What you have to do — Quote, word for word, every line starting at the line that contains "written like (11,59)." and ending with the last line of the records; include both of these lines and no others.

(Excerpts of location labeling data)
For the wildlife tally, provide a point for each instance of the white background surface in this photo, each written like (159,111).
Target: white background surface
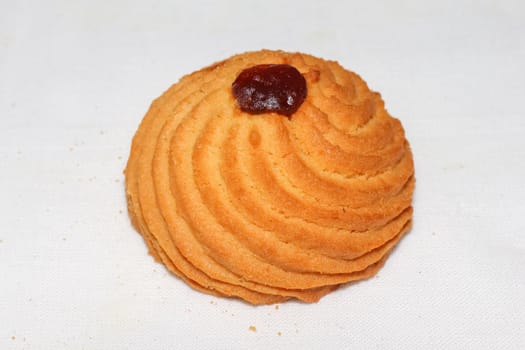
(76,77)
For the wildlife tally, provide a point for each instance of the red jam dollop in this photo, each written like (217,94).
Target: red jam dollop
(278,88)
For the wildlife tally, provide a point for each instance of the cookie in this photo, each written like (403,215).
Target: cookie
(270,189)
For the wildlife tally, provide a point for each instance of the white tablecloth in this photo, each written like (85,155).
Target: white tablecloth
(76,77)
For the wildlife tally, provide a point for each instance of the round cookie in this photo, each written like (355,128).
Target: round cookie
(267,207)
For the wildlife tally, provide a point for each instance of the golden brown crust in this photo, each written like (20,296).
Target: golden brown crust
(267,208)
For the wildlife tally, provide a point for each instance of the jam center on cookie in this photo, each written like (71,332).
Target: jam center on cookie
(278,88)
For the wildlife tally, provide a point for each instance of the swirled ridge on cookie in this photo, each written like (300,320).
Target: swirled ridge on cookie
(263,206)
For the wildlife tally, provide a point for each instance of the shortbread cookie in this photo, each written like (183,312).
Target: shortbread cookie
(270,176)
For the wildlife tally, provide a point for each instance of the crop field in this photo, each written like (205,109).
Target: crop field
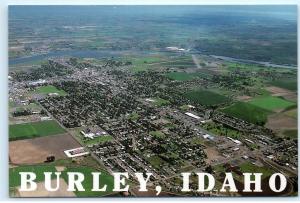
(14,177)
(88,181)
(160,102)
(205,97)
(157,134)
(146,60)
(32,151)
(50,89)
(97,140)
(271,103)
(247,166)
(286,84)
(180,76)
(35,129)
(156,161)
(248,112)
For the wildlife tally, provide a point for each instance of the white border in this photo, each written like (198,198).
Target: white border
(4,92)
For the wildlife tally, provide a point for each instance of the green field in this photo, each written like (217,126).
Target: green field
(50,89)
(160,102)
(286,84)
(271,103)
(105,178)
(14,177)
(156,161)
(248,167)
(145,60)
(157,134)
(180,76)
(36,129)
(205,97)
(247,112)
(219,129)
(100,139)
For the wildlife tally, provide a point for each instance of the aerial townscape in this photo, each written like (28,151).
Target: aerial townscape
(153,89)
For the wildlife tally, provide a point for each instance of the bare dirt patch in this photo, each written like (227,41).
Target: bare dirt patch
(32,151)
(42,192)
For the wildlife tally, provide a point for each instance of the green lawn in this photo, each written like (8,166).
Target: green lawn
(205,97)
(50,89)
(271,103)
(247,112)
(36,129)
(105,178)
(14,176)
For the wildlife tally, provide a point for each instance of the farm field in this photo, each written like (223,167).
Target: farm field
(180,76)
(247,166)
(97,140)
(160,102)
(286,84)
(35,129)
(248,112)
(271,103)
(205,97)
(30,151)
(50,89)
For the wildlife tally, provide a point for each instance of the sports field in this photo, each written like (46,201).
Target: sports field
(35,129)
(271,103)
(205,97)
(50,89)
(247,112)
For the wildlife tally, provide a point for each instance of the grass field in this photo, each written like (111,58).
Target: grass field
(100,139)
(105,178)
(36,129)
(160,102)
(286,84)
(271,103)
(219,129)
(14,177)
(205,97)
(247,112)
(180,76)
(50,89)
(156,161)
(248,167)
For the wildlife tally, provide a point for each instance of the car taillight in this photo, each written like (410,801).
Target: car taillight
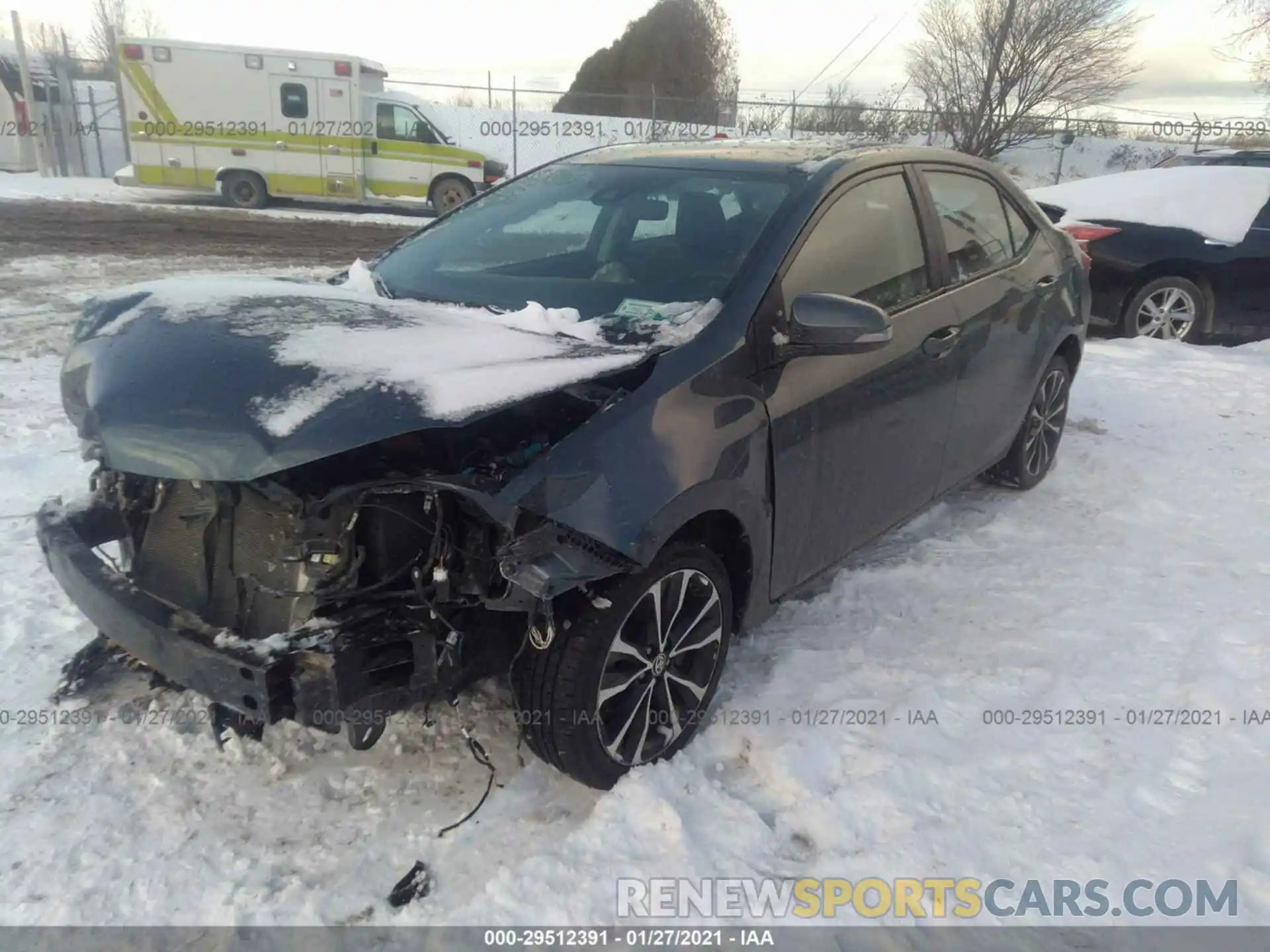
(1083,235)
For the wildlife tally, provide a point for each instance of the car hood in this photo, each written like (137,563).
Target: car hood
(237,377)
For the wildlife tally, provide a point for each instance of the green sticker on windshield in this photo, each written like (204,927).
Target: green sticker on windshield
(635,307)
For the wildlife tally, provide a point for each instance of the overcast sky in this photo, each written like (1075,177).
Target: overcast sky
(783,45)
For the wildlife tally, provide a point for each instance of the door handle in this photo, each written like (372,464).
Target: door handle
(941,342)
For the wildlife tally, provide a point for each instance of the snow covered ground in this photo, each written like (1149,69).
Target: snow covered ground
(1136,576)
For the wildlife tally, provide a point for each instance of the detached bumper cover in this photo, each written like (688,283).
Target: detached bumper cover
(318,688)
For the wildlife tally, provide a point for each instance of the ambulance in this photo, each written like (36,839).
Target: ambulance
(255,125)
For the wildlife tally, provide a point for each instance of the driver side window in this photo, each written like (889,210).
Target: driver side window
(868,245)
(399,122)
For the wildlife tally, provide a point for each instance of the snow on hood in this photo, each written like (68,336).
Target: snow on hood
(1218,202)
(452,360)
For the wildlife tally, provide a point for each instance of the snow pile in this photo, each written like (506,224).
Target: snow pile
(1218,202)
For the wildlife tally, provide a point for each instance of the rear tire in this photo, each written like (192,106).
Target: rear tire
(450,193)
(1033,452)
(657,670)
(244,190)
(1169,309)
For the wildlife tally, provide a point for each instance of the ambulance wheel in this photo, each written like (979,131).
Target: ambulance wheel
(450,193)
(244,190)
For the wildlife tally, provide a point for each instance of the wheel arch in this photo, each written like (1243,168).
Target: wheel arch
(724,535)
(1195,272)
(441,178)
(1071,350)
(245,171)
(734,527)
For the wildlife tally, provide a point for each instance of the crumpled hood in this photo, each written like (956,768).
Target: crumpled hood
(238,377)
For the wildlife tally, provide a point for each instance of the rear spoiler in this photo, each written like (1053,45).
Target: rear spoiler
(1052,211)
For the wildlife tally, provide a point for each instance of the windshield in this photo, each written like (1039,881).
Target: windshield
(1180,160)
(603,239)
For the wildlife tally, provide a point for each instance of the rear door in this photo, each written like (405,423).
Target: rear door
(857,440)
(341,149)
(296,168)
(1003,278)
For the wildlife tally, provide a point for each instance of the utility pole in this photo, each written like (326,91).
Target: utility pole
(28,93)
(990,80)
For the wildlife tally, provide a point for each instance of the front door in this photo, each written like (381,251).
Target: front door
(857,440)
(294,167)
(341,147)
(400,160)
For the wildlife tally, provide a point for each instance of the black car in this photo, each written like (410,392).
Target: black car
(332,506)
(1175,284)
(1217,157)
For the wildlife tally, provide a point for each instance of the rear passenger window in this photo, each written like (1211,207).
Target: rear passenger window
(974,222)
(868,247)
(295,100)
(1020,229)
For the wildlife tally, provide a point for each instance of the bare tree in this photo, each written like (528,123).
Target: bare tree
(1253,34)
(107,16)
(122,17)
(148,22)
(46,40)
(1001,73)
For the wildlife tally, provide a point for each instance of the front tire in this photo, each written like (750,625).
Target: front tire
(450,193)
(1169,309)
(628,681)
(1035,446)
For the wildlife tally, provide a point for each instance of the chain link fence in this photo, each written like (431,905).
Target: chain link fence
(527,127)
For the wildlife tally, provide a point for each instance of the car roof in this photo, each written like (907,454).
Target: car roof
(1232,151)
(806,155)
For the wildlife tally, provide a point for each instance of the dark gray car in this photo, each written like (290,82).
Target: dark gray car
(593,423)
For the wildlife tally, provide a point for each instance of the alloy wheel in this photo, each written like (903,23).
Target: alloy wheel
(1169,314)
(1046,423)
(659,668)
(451,197)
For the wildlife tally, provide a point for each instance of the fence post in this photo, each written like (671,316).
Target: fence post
(113,73)
(97,134)
(28,95)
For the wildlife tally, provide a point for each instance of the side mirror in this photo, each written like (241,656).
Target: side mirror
(832,324)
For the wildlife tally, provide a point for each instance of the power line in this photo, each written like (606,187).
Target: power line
(839,55)
(874,48)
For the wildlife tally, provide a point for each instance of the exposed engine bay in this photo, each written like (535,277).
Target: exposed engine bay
(360,584)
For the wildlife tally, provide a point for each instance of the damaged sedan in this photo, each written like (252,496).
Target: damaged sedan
(577,432)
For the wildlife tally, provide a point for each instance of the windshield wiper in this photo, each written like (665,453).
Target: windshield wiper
(380,285)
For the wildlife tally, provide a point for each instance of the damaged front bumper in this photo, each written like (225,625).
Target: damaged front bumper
(346,681)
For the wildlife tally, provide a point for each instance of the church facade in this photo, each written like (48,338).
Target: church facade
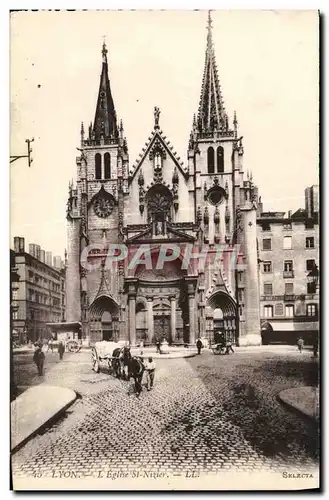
(163,248)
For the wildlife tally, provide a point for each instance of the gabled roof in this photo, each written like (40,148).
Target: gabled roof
(158,134)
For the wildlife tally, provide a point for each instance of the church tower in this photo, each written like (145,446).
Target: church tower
(226,206)
(202,212)
(93,291)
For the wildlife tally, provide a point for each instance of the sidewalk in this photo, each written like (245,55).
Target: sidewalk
(304,400)
(36,407)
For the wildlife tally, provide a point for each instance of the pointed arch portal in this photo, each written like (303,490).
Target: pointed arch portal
(221,317)
(104,319)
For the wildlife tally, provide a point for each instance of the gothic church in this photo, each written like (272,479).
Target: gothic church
(205,203)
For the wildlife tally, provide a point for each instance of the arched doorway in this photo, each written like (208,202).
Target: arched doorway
(266,333)
(221,317)
(159,208)
(104,319)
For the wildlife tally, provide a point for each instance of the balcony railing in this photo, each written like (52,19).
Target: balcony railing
(288,274)
(289,297)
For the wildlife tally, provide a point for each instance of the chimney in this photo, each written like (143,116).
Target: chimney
(16,244)
(22,245)
(32,249)
(49,258)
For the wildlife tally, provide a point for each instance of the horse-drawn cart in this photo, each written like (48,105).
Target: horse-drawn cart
(110,354)
(218,349)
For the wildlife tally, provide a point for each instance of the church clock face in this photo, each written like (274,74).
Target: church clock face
(103,207)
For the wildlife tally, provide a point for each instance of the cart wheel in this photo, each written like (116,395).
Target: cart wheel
(94,360)
(73,346)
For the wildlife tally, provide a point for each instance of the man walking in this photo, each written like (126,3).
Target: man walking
(39,359)
(300,343)
(61,350)
(150,370)
(229,347)
(199,345)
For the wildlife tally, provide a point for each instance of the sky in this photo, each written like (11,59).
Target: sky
(268,69)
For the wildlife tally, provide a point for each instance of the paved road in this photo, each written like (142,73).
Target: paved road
(206,414)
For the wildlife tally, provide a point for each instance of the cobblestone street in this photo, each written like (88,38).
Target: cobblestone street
(205,414)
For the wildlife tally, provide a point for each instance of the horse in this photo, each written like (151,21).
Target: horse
(135,370)
(121,357)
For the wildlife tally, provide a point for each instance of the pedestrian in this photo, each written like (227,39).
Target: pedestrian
(39,359)
(150,370)
(61,350)
(300,343)
(199,345)
(316,348)
(141,346)
(229,347)
(50,345)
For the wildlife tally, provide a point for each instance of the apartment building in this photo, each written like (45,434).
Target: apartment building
(39,295)
(289,273)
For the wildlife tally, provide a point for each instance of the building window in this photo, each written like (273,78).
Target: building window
(268,311)
(98,166)
(267,244)
(157,160)
(107,166)
(310,242)
(288,288)
(310,264)
(267,266)
(278,309)
(288,266)
(311,287)
(311,310)
(211,160)
(287,242)
(309,224)
(220,159)
(289,311)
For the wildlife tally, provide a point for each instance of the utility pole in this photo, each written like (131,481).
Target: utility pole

Output of the task —
For the wildlife tally, provide a point for each instance of the sky in this photo, each written like (11,59).
Target: sky
(268,69)
For the wildlife tally, provide a point for each instance of the paved road in this photo, each written like (142,73).
Target: paved road
(206,414)
For the wildlife tally, provide a point for each instance of the cobblestone street in this photo, each written like (88,38).
Target: cobblestone street
(205,414)
For the wildlife tally, provide a point for each instance of the horse in this photo, each written like (151,21).
Target: horse
(135,370)
(121,357)
For the wildlife tally, provide a point for each instance of the pedestrian in this photo, each written like (227,39).
Target: pedestrian
(39,359)
(150,370)
(61,350)
(300,343)
(199,345)
(316,348)
(141,346)
(229,347)
(50,345)
For the wildlife tally, provide a point for each instance of the apartment building in this photo, each written like (45,434).
Target: apartment building
(39,295)
(289,273)
For the wildlife tally, provide a point for each instance of the building window in this photo, each written like (273,78).
Target: building window
(268,311)
(98,166)
(267,244)
(157,160)
(107,166)
(310,242)
(288,288)
(310,264)
(267,266)
(278,309)
(288,266)
(311,287)
(311,310)
(211,160)
(287,242)
(309,224)
(220,159)
(289,311)
For the wildlife tally, provide a point for each instance of the utility pole in this photo, each written like (131,481).
Target: utility pole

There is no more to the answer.